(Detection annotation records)
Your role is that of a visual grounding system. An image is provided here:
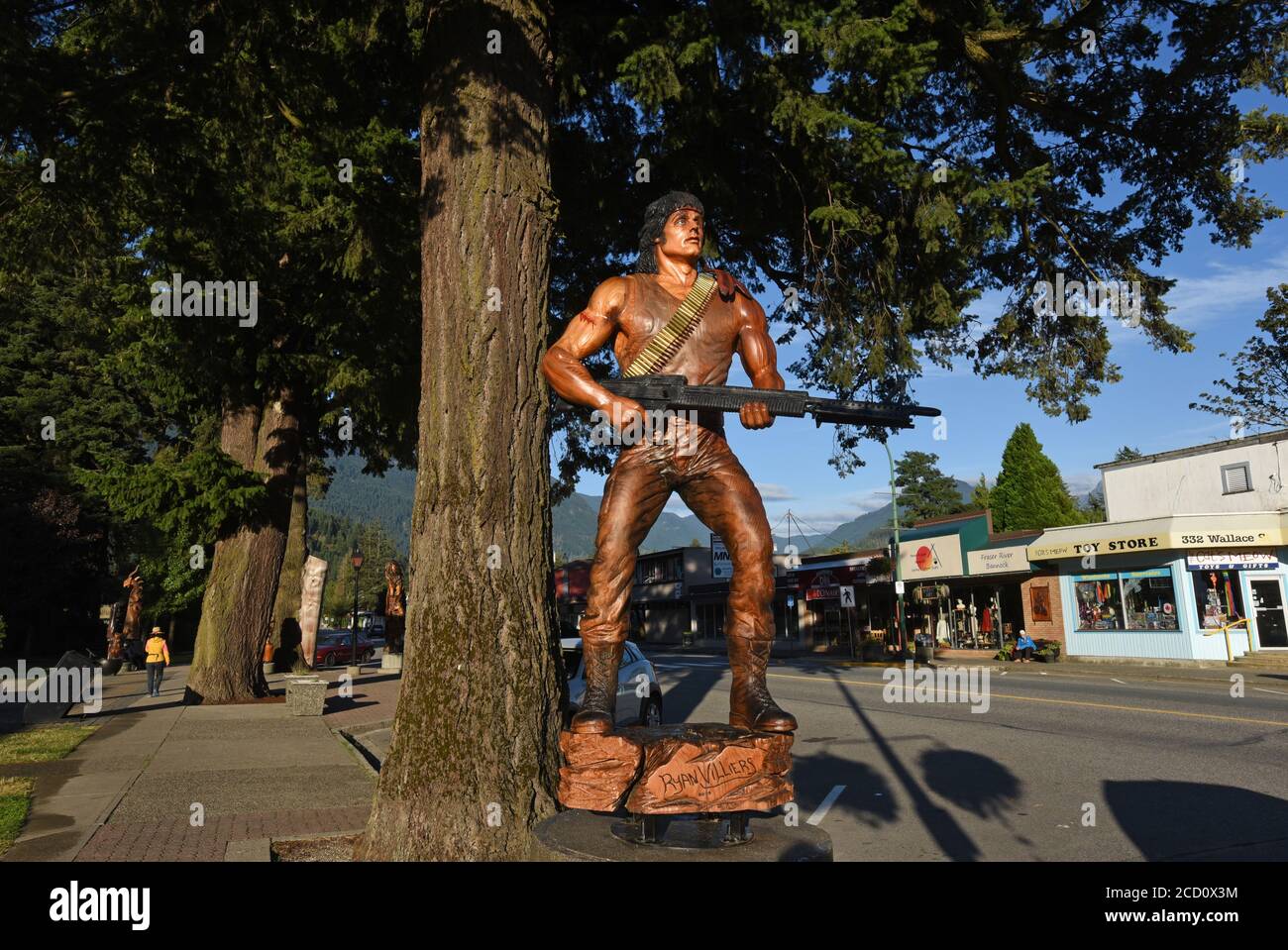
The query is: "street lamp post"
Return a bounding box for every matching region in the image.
[881,442,909,655]
[349,545,362,667]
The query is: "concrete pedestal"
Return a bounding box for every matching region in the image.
[286,678,330,715]
[535,811,832,863]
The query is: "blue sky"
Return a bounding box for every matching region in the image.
[577,96,1288,530]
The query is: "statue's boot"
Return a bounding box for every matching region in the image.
[568,640,622,734]
[729,637,796,732]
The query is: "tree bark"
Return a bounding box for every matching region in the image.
[184,394,300,703]
[271,453,309,670]
[357,0,567,860]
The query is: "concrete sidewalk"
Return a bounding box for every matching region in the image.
[0,667,398,861]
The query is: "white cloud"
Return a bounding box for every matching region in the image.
[756,481,796,502]
[1109,249,1288,339]
[1064,472,1100,499]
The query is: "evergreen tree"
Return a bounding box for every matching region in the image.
[4,0,419,701]
[970,473,991,511]
[989,422,1082,532]
[1081,485,1107,524]
[894,452,966,524]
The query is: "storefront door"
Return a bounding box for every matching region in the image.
[1248,576,1288,650]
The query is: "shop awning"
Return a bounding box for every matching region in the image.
[1029,511,1288,562]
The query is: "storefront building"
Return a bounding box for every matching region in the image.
[899,511,1065,652]
[1027,511,1288,661]
[791,550,894,650]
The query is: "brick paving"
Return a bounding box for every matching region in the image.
[76,805,370,861]
[5,667,399,861]
[323,671,402,730]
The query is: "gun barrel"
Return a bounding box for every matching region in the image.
[601,374,940,429]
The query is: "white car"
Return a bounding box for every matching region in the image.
[559,637,662,726]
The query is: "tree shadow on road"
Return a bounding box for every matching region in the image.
[793,752,899,828]
[921,748,1022,821]
[1104,780,1288,861]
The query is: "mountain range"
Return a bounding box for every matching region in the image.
[310,456,973,560]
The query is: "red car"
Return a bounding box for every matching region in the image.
[313,631,376,667]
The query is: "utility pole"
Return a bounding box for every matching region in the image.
[881,442,909,657]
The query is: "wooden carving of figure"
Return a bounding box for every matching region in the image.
[121,568,143,640]
[541,192,796,734]
[385,562,407,653]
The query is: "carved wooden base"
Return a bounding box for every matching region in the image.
[559,722,796,815]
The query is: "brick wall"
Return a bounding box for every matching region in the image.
[1020,571,1064,644]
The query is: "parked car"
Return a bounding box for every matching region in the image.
[358,610,385,644]
[313,629,376,667]
[559,637,662,726]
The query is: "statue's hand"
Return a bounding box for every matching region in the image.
[606,396,644,433]
[738,403,774,429]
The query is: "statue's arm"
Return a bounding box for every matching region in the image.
[541,276,639,414]
[737,295,787,429]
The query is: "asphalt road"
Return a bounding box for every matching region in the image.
[654,657,1288,861]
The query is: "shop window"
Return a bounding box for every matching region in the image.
[1073,575,1124,629]
[697,603,725,640]
[1121,568,1181,629]
[1221,463,1252,494]
[1073,568,1181,631]
[1190,571,1243,629]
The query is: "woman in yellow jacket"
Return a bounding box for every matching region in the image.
[143,627,170,696]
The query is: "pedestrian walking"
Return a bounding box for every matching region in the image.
[145,627,170,696]
[1015,629,1038,663]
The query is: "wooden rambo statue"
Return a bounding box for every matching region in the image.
[542,192,796,732]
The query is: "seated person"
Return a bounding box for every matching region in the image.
[1015,629,1038,663]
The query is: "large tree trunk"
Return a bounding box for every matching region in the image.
[358,0,567,860]
[271,453,309,670]
[185,395,300,703]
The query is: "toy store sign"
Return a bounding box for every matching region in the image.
[966,545,1029,575]
[1027,530,1283,560]
[1185,551,1279,571]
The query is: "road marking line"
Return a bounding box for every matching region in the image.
[805,786,845,825]
[769,674,1288,728]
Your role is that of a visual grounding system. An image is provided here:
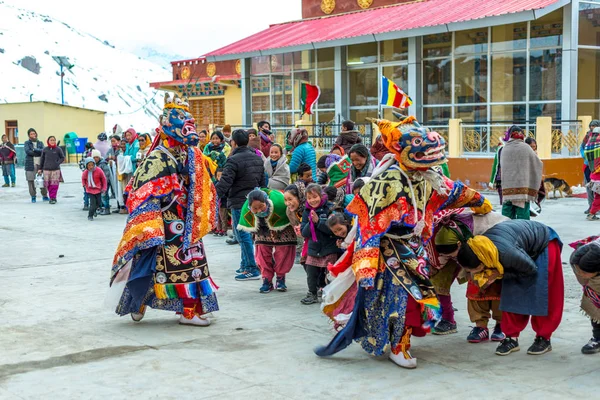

**Task objective**
Turn every line of the records above into a numbered list, leaving out blank lines and the pictures.

**Response to this exercise**
1. Your role is that of a visual grounding system. An image is provided here:
2. The query is: "street lamp post"
3. Return a bounding box for every matching region in the image.
4. [881,442,909,655]
5. [349,545,362,667]
6. The query is: "concrete pedestal"
7. Return a bounding box for every matching region in the image.
8. [286,678,330,715]
9. [535,811,832,863]
10. The query is: "blue sky"
11. Return a bounding box for every matching region in the image.
12. [577,96,1288,530]
13. The query is: "statue's boot"
14. Return a bounding box for every matching region in the image.
15. [568,640,622,734]
16. [729,637,796,732]
17. The query is: "tree bark"
18. Return a bounding box for every matching region in the image.
19. [184,394,300,703]
20. [271,453,309,670]
21. [357,0,567,860]
22. The query is: "concrete sidewalk"
23. Return a bounding box for every matching region in the image.
24. [0,667,398,861]
25. The query is: "white cloud"
26. Return a bounding box for every matching region in the image.
27. [756,481,796,502]
28. [1109,249,1288,339]
29. [1064,472,1100,499]
30. The query is: "evergreen tree"
31. Return a bounding box for every matching region in the image.
32. [4,0,419,701]
33. [970,473,991,511]
34. [989,422,1082,532]
35. [1081,485,1107,524]
36. [894,452,966,524]
37. The query is: "storefront door"
38. Return a bounding box for every matching region in the image.
39. [1248,576,1288,650]
40. The query is: "shop awning"
41. Return a bounding box for every matching region in the image.
42. [1029,511,1288,562]
43. The query is: "storefront building"
44. Return a bounding box for every matching region in the image.
45. [899,511,1065,652]
46. [1027,511,1288,661]
47. [791,550,894,650]
48. The query is: "brick paving"
49. Return a bounding box for every matching region in the image.
50. [76,805,370,861]
51. [5,667,399,861]
52. [323,671,402,730]
53. The query is: "gun barrel"
54. Return a bounding box for every matching region in the image.
55. [601,374,940,429]
56. The query is: "white car"
57. Return a bounding box for every matching region in the image.
58. [559,637,662,726]
59. The query is: "tree shadow on road"
60. Return a bounding box for every matching region in the image.
61. [793,752,899,828]
62. [921,748,1022,821]
63. [1104,780,1288,861]
64. The query is: "mountain range"
65. Return a bounding box for every matching region in the image.
66. [310,456,973,560]
67. The query is: "red car"
68. Return a bounding box for every matching region in the image.
69. [313,631,376,667]
70. The query is: "utility pole"
71. Return a bounding box for every matching region in the image.
72. [881,442,909,657]
73. The query is: "wooden carving of figure"
74. Return a bounding box for every matching region in the image.
75. [121,568,143,640]
76. [541,192,796,734]
77. [385,562,407,653]
78. The query is: "carved wooden base"
79. Return a bounding box for every matching region in the image.
80. [559,722,796,815]
81. The query is: "brick wall"
82. Return a bounding box for every matching region in the image.
83. [1020,571,1064,644]
84. The query is: "parked car"
85. Return a bounding box for every matching region in the image.
86. [358,610,385,644]
87. [313,629,376,667]
88. [559,637,662,726]
89. The query is: "statue's hand"
90. Return a bounding box for every matching region in the image.
91. [606,396,644,433]
92. [738,403,774,429]
93. The query is: "statue's arm"
94. Return a bounding box for every matching region in the image.
95. [541,276,639,414]
96. [737,295,787,429]
97. The query is: "asphalt road"
98. Return a bounding box for every matching region in the image.
99. [654,657,1288,861]
100. The query is: "shop window"
101. Return a bounding box for every matching region in the image.
102. [1073,575,1124,629]
103. [697,603,725,640]
104. [1121,568,1181,629]
105. [1221,463,1252,494]
106. [1073,568,1181,631]
107. [1190,571,1243,629]
108. The query is: "woman in yellow jacket"
109. Return a bounding box for every matching region in the image.
110. [143,627,170,696]
111. The query is: "pedestrian walking"
112. Return a bounding box for every matching region in the image.
113. [145,627,170,696]
114. [1015,629,1038,663]
115. The query is: "wooden rambo statue"
116. Return a bounding box for every matching region in the image.
117. [542,192,796,732]
118. The query is: "seated person"
119. Return a bounding box for every matching region in the image.
120. [1015,629,1038,663]
121. The query is: "large tree trunk"
122. Return a bounding box for every matching region in the image.
123. [358,0,567,860]
124. [271,453,309,670]
125. [185,395,300,703]
126. The query is: "toy store sign"
127. Return a bounding box for every matching region in the image.
128. [966,545,1029,575]
129. [1027,530,1283,560]
130. [1185,551,1279,571]
131. The query is: "road marking line"
132. Return a bounding box for every matching region in the image.
133. [805,786,845,825]
134. [769,674,1288,728]
135. Your role is that of a visual grounding system. An image is provided here:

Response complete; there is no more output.